START Supplied entries
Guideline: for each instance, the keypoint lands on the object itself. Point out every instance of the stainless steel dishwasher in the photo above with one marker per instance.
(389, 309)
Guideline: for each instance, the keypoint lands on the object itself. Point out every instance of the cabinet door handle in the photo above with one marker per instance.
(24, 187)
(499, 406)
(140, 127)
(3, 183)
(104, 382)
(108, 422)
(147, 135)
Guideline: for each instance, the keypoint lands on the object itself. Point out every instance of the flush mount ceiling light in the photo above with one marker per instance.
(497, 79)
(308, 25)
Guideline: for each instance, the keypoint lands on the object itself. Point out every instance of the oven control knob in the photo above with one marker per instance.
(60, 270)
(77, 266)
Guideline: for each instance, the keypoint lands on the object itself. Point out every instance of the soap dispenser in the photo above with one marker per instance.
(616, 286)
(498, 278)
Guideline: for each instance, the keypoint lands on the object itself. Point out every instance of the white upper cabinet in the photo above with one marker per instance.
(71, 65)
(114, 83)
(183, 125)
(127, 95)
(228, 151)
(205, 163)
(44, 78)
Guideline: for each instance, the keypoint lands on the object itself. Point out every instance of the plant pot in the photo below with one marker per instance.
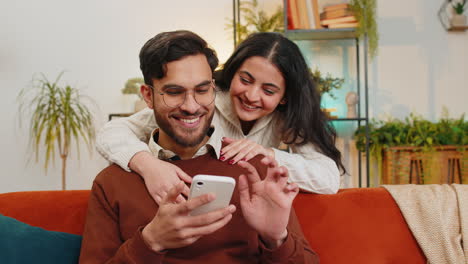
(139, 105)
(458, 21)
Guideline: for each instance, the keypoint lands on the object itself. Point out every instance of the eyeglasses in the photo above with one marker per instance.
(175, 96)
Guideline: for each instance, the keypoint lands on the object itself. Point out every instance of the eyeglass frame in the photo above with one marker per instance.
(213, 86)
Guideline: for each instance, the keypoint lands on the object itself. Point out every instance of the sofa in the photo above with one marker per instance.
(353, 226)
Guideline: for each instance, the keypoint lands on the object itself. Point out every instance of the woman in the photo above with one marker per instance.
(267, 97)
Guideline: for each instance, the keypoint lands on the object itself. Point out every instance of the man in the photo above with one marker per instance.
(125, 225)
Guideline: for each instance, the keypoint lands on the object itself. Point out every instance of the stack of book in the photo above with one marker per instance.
END Supplied entries
START Supplied entries
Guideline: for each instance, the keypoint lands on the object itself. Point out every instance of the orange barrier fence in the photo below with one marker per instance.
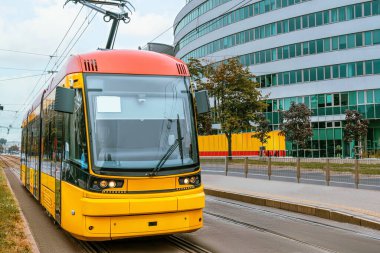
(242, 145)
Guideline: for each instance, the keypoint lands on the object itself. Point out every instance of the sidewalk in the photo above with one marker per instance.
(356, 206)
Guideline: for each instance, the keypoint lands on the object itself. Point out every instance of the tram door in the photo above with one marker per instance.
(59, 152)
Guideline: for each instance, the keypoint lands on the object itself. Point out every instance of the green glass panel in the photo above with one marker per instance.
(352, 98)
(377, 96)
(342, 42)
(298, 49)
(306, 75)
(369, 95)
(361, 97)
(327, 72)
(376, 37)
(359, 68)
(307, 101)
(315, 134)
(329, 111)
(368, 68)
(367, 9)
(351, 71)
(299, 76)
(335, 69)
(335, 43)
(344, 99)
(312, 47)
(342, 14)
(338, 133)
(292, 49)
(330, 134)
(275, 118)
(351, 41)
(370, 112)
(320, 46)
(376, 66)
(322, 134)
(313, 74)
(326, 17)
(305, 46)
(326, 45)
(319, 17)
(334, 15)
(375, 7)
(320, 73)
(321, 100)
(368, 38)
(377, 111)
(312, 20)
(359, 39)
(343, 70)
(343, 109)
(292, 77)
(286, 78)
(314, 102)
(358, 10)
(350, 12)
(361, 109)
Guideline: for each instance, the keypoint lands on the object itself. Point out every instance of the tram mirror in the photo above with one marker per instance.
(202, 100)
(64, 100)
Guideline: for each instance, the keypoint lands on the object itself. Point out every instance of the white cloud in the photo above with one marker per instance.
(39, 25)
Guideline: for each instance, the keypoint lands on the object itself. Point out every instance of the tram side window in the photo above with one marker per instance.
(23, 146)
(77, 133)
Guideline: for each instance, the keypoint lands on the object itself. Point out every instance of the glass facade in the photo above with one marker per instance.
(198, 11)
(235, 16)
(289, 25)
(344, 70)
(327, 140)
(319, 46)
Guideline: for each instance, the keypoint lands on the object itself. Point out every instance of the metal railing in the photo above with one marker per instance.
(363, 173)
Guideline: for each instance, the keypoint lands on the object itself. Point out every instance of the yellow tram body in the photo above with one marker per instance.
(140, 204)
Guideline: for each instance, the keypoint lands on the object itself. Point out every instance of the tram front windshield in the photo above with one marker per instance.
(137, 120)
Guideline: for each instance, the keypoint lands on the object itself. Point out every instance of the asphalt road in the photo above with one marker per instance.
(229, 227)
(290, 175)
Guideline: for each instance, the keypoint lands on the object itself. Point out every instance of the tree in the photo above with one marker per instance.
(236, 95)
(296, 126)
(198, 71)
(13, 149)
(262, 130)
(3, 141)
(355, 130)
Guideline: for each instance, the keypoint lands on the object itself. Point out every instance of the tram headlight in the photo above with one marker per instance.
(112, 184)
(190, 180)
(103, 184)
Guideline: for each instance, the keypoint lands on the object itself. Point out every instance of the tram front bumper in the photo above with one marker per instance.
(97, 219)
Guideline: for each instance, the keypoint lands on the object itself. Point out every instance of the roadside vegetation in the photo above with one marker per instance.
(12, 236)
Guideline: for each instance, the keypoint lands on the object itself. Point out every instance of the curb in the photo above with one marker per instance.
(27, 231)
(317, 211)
END Supplied entries
START Supplied entries
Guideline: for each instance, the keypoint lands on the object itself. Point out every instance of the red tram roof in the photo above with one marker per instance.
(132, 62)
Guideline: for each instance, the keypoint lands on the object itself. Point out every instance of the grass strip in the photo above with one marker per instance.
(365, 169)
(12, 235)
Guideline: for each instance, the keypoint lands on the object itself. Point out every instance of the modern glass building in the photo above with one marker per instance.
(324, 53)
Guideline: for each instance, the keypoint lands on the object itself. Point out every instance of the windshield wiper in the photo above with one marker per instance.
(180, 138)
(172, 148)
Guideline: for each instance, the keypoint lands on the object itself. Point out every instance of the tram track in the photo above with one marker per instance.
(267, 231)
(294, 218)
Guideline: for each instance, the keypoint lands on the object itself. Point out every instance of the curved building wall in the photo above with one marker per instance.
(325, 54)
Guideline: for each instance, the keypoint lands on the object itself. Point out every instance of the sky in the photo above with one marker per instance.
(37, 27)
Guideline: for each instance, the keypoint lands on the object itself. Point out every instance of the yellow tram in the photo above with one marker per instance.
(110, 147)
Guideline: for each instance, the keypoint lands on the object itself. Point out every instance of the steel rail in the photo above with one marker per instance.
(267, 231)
END Supplied entries
Exercise aim - Taking the listing above as the source, transcribe only the lines starting at the line with "of the eyeglasses" and going through the line with "of the stack", unaltered and with both ends included.

Answer box -
Guideline: for each instance, the keypoint lands on the object itself. Point out every instance of the eyeglasses in the photo above with one marker per instance.
(175, 96)
Guideline: for each instance, the keypoint lands on the object itself. Point out every instance of the eyeglass frame in the photo above with one marker per instance.
(213, 86)
Guideline: for each instance, the keypoint lands on the object itself. Point out every instance of the sofa in the photo above with one marker per instance.
(353, 226)
Guideline: for each instance, the keypoint lands on the object itself. Point out every instance of the woman in the photo above with one marker per instance.
(267, 97)
Guideline: for each instance, the keypoint lands on the object itself. Point out every instance of the man in the photo above with one marker per instance.
(125, 225)
Guideline: for each instance, the keypoint lands on the object itself. Point out every instance of the stack of book in the photo above with one marker per instance.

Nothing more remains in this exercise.